Problem to solve: How many lines in the listing below contain the string "sandstone"? Letter case matters, and your reply should be only the number.

Supplied records:
• • • •
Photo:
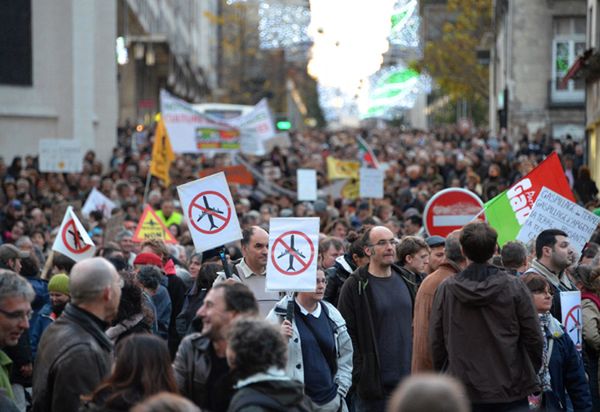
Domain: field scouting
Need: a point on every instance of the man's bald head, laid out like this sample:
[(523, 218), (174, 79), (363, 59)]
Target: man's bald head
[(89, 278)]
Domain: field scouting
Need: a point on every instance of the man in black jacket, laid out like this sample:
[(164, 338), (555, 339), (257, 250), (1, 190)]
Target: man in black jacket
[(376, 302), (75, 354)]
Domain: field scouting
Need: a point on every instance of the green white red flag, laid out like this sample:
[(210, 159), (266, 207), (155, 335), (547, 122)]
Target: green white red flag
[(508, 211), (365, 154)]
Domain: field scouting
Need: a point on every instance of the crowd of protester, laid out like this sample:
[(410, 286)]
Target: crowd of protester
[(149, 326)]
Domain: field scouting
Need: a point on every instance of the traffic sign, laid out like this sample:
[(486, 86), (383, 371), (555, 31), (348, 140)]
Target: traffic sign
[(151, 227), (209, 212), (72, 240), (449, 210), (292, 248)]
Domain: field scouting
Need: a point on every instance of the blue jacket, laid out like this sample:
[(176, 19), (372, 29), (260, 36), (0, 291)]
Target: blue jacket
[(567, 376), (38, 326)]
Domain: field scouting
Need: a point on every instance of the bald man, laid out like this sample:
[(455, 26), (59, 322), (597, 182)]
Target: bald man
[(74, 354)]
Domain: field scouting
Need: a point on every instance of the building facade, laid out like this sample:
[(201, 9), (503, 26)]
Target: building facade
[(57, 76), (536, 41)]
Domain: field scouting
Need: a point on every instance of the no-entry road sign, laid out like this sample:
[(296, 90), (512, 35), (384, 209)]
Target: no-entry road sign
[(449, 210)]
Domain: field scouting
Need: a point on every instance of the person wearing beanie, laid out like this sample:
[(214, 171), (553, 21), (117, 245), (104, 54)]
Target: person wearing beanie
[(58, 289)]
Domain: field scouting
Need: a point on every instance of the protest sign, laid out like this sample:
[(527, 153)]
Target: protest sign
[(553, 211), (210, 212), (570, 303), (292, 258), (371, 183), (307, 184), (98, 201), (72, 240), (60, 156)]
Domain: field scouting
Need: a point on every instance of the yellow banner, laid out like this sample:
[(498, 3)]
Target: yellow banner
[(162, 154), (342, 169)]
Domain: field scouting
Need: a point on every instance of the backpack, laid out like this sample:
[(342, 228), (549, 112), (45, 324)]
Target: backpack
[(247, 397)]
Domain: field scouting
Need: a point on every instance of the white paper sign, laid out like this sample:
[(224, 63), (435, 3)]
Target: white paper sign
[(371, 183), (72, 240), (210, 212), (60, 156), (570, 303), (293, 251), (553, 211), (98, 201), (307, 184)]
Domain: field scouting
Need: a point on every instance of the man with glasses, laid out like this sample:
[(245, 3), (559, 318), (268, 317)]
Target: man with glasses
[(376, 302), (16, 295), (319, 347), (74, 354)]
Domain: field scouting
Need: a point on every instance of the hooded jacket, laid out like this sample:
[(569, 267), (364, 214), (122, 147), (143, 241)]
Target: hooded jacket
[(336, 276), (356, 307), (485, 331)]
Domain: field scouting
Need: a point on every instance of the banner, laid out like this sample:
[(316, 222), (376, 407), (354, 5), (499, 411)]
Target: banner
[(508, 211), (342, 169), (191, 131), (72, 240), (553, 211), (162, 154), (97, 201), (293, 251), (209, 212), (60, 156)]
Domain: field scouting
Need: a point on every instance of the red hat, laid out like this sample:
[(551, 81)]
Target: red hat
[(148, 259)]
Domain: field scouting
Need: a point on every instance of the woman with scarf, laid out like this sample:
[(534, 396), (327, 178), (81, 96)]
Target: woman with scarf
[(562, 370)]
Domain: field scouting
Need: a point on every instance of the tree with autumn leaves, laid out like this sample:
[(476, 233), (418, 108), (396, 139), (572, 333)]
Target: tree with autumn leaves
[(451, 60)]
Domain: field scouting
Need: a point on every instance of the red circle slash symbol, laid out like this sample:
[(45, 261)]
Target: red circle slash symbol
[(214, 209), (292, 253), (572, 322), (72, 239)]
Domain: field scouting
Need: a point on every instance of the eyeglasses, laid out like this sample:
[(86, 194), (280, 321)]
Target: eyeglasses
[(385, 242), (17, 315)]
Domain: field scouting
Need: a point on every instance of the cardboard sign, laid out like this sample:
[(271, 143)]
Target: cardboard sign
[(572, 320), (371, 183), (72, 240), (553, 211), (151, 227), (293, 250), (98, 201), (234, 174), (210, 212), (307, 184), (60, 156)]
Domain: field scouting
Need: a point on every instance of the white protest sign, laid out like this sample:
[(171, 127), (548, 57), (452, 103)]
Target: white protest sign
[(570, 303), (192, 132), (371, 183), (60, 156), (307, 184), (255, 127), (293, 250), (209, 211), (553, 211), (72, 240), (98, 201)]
• • • •
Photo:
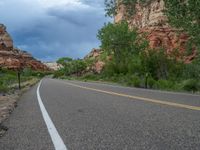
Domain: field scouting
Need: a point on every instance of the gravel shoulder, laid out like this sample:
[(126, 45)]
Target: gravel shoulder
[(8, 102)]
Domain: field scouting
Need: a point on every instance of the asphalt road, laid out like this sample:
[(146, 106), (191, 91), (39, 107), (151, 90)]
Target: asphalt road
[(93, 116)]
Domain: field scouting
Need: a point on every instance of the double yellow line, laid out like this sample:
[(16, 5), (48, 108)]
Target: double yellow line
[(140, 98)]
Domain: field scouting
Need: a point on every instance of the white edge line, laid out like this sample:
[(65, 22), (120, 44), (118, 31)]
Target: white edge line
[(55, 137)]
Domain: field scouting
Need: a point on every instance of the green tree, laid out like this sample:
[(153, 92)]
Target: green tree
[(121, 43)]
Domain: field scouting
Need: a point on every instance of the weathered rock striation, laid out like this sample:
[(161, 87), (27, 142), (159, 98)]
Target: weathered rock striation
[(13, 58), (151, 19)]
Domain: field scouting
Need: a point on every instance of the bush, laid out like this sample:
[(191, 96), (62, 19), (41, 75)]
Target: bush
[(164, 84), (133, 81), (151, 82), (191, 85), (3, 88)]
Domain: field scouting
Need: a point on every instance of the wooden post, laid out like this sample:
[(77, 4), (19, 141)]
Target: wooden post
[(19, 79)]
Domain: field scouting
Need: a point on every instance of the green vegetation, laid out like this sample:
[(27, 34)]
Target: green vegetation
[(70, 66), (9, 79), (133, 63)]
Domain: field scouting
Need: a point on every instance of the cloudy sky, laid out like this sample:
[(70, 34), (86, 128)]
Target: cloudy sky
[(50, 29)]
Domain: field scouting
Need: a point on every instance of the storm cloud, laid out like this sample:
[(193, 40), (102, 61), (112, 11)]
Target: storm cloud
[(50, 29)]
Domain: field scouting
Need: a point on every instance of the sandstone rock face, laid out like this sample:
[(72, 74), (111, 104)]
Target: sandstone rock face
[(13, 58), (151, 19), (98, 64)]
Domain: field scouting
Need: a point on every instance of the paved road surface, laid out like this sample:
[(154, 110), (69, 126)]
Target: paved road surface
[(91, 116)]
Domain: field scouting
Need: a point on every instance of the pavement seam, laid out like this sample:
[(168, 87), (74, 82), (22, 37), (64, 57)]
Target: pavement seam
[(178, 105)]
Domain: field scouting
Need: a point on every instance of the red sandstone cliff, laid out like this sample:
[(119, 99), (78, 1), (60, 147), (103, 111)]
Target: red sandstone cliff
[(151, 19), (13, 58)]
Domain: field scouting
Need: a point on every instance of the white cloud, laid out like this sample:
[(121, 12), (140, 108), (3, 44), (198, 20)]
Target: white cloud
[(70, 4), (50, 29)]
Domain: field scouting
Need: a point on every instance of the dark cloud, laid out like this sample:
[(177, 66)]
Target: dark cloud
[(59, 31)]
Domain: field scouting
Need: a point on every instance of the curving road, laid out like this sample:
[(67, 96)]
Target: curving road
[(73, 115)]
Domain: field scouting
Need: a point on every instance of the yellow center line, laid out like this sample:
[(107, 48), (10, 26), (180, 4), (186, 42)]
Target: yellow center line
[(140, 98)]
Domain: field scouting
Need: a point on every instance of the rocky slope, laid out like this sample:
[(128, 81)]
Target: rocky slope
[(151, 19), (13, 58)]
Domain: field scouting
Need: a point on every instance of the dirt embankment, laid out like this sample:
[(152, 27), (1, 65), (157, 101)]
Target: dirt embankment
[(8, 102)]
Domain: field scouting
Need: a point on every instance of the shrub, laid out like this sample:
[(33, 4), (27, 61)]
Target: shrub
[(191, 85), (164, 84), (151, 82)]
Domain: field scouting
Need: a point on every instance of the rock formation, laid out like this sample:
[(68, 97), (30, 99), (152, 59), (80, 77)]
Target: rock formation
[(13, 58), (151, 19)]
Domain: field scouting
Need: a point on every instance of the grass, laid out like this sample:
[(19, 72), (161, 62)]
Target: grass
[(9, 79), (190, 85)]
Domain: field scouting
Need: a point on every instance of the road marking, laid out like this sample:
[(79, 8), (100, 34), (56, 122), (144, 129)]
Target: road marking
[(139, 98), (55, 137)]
• • • •
Output for this exercise: 4